Answer these questions about the passage below on AI and mushroom foraging:
1. For how long has Wilson worked in computer science?
2. What does Mitchell compare the public disclaimers to?
3. What was Wilson's iron-clad rule when he was first starting?

Selected passage
================
Outside of his mycology habit, Mushroom Observer’s Wilson has worked in computer science for four decades, and he’s currently designing an AI-powered mushroom identifier for the site. And while AI writing books doesn’t raise alarms for him, he sees the current hubbub over this technology as simply the surface of a bigger issue: that artificial intelligence is getting smart enough that it could be trained for much deadlier purposes, and that it’s currently completely unregulated.

“The rates at which [AI interfaces] are growing is terrifying, and the way that these technologies are learning is beyond human comprehension,” he says. “I am not at all scared of a book written on foraging, but if someone actually created an interface whose purpose was to persuade people to do something deadly? That’s the kind of thing I am terrified about AI doing.”

“The rates at which [AI interfaces] are growing is terrifying, and the way that these technologies are learning is beyond human comprehension… If someone actually created an interface whose purpose was to persuade people to do something deadly? That’s the kind of thing I am terrified about.”

The lack of regulation around language models is particularly frustrating to Margaret Mitchell, as she’s worked for much of the last decade on guardrails that could be used to prevent AI from putting human life at risk. One form of this is a type of documentation called model cards, which tell a developer the potential uses, limitations, and ethical considerations of a program.

Developers are then directed to display a disclaimer for the public—Mitchell compares them to the choking hazard warnings you might find on toys with small parts—that explain what the models shouldn’t be used for. This would include any text generated about activities that could lead to someone poisoning themselves, including cooking, mixing household chemicals, and yes, foraging.

“The fact [AI is currently] being used in a domain where poison is involved says that they’re being used out of scope,” Mitchell says. “Any situation where you’re going to be giving advice on eating things, you need to be grounded in a knowledge base.”

Currently there are no repercussions for companies who allow their software to be used in this way, as model cards are only adopted voluntarily. However, there’s a movement aimed at  changing that: the European Union is currently in the process of implementing the EU AI Act, which would require model cards along with other regulations that make AI “safe, transparent, traceable, non-discriminatory, and environmentally friendly.” According to Mitchell, the U.S. and the U.K. are considering similar policies.

Until then, Wilson’s number-one recommendation for foragers continues to be skepticism; he notes that even experienced wild food gatherers often cross-reference multiple sources before they decide to eat something unfamiliar.

For newcomers who might be most at risk from falling for computer-generated information, Wilson has a standard suggestion: “When I was first starting, my iron-clad rule was that I would not eat something unless I have been taught what it is by a person—and if someone is a beginner, I strongly recommend that.”
================
Data supplied
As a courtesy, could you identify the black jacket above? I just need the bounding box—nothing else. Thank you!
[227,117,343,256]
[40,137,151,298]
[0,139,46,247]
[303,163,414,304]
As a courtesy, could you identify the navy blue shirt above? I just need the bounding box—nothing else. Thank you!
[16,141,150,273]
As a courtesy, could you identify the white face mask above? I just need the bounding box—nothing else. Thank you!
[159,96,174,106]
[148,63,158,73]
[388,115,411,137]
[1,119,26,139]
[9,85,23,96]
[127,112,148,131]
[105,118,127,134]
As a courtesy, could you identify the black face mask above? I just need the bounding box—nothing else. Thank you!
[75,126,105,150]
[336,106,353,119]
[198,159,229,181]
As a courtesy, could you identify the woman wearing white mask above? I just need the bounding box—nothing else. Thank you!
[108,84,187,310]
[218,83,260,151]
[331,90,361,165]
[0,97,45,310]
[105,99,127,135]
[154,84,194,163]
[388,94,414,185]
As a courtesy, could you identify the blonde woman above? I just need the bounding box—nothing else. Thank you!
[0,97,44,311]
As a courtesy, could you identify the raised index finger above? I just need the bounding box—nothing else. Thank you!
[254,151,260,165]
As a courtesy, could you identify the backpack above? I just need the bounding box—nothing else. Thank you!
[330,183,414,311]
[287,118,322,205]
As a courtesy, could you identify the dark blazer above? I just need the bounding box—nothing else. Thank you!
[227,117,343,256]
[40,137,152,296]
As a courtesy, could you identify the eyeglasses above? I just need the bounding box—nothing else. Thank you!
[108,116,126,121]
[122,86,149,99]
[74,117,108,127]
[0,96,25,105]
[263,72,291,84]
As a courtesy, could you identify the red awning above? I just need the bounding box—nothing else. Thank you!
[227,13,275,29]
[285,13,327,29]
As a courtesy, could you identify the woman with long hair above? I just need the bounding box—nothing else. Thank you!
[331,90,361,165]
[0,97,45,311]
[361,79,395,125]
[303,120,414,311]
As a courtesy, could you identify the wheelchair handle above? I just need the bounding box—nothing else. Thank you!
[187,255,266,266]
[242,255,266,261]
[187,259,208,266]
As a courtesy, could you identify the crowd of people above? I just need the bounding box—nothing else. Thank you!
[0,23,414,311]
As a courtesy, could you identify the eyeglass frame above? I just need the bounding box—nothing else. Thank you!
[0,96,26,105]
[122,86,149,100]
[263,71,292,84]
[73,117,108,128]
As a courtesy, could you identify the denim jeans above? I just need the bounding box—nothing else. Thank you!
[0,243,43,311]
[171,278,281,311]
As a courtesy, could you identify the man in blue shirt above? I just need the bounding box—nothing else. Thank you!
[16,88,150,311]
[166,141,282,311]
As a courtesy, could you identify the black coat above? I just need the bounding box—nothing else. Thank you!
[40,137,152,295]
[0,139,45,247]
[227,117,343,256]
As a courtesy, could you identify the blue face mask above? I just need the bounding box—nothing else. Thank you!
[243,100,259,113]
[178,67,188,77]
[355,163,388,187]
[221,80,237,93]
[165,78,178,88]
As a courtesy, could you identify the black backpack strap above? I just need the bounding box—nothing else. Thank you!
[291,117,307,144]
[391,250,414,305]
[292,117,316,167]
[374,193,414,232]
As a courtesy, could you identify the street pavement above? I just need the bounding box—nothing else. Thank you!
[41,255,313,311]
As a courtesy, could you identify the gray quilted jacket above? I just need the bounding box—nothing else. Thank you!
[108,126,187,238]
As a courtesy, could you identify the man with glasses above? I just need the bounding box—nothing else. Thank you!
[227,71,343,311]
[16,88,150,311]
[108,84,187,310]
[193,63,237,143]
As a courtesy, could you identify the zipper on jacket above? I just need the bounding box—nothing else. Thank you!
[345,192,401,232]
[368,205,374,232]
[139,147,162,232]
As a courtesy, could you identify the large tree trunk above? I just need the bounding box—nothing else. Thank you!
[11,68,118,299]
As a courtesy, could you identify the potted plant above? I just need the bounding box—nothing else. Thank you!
================
Your solution
1. Four decades.
2. The choking hazard warnings found on toys with small parts.
3. He would not eat something unless a person had taught him what it is.